Como a simpatia original se prende unicamente a indivíduos, é natural que ela varie com eles. E a história demonstra que essa tendência primitiva se torna cada vez mais diferenciada à medida que se diferenciam os contextos onde ela aparece. De início, um mesmo sentimento une todos os membros de uma tribo (Stammgefühl) , e há consequentemente uma moral comum a todos – uma moral tão simples e inconsistente quanto a sociedade que representa. Mas quando a família começa a emergir do corpo dessa massa homogênea, sentimentos e uma moral domésticos se desenvolvem simultaneamente. Nascem depois os Estados, classes e castas se organizam, multiplicam-se as desigualdades, e se diversificam os sentimentos e moral coletivos conforme as condições sociais. Existe uma moral para cada classe social – escravos, homens livres, sacerdotes, guerreiros, etc. De outro lado, como a moral tem origens religiosas, ela passa a ser nacional, tal como a religião. Cada nação tem a sua própria moral, que se relaciona apenas consigo mesma: as pessoas têm deveres e obrigações apenas com seus concidadãos.

_Exercício escrito_. Por favor, liste as classes sociais que o texto sobre a moral nomeia como exemplos de classes com moral própria. Baseie-se somente no texto sobre a moral.

_Seção de dados_.
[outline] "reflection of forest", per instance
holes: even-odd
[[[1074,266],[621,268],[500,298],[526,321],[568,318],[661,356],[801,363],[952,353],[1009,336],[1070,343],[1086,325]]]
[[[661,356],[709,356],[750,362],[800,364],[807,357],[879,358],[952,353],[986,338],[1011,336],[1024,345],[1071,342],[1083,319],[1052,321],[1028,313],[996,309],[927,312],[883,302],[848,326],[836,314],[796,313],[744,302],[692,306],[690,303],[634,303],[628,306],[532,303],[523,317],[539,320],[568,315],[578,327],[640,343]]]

==

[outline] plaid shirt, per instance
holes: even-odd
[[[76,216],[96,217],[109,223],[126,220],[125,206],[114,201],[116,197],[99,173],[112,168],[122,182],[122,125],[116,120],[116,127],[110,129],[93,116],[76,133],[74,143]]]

* * *

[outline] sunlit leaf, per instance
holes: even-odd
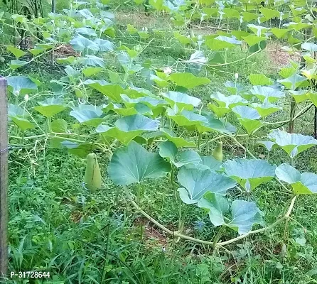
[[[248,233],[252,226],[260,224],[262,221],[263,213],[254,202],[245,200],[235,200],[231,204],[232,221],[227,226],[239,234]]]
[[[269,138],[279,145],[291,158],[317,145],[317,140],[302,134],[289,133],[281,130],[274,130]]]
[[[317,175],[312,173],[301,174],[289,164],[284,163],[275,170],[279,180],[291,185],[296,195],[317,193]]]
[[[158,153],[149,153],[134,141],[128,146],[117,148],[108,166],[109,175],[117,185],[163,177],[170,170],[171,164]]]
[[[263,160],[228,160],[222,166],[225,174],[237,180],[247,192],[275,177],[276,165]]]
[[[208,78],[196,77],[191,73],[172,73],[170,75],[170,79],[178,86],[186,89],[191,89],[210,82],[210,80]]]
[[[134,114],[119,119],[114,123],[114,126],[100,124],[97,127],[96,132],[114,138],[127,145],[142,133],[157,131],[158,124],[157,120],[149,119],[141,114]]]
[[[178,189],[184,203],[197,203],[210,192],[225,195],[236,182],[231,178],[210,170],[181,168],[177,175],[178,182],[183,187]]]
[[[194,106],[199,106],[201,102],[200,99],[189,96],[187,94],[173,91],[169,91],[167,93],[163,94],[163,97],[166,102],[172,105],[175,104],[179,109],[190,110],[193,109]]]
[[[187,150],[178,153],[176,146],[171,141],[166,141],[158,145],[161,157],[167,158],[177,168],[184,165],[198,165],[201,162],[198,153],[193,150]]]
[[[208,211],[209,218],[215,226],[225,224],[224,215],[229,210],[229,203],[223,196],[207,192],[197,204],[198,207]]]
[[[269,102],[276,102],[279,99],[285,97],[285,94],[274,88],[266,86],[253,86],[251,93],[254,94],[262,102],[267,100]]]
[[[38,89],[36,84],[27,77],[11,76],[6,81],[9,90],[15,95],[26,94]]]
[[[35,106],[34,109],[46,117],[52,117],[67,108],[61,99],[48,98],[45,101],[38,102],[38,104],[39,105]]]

_Solução do exercício_. Escravos, homens livres, sacerdotes, guerreiros.